Reproduce sin ningún cambio el tramo de líneas que va desde la que contiene "Expected behaviour: for every instance of the rear" hasta la última de las líneas que siguen, con ambos extremos incluidos.

::: Datos de entrada :::

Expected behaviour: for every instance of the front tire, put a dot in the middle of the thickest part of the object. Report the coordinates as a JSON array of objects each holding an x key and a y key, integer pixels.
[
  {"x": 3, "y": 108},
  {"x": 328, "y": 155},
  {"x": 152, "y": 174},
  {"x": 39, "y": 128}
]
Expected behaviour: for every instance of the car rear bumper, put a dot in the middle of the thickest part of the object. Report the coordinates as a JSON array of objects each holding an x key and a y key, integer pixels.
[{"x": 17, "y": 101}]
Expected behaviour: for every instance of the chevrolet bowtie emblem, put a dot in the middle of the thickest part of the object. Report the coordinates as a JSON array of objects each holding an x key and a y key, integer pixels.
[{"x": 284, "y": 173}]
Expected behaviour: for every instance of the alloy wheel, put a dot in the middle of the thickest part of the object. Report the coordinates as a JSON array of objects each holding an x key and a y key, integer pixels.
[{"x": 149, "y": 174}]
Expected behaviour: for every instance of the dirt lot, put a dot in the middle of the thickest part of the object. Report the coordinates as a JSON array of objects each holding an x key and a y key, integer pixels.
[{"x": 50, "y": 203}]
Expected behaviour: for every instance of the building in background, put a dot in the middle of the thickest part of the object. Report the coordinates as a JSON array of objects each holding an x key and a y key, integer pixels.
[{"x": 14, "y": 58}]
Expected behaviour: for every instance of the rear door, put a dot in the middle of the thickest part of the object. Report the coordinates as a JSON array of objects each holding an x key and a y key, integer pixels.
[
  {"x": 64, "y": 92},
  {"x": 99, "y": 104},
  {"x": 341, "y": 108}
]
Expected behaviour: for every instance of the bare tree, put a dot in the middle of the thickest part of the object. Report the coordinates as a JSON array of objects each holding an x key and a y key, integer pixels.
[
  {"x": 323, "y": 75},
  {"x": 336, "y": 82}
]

:::

> _Resultado de la tarea_:
Expected behaviour: for every instance of the rear door, put a dot in the middle of the thickest part of the object. Report the coordinates as a JSON array of objects each holding an x key and a y key, integer pixels.
[
  {"x": 64, "y": 92},
  {"x": 99, "y": 104},
  {"x": 341, "y": 108}
]
Expected behaviour: for every instance of the bare tree, put a dot in the middle of the thickest part of the object. Report the coordinates as a JSON array of objects each holding an x key and a y key, integer pixels.
[
  {"x": 323, "y": 75},
  {"x": 336, "y": 82}
]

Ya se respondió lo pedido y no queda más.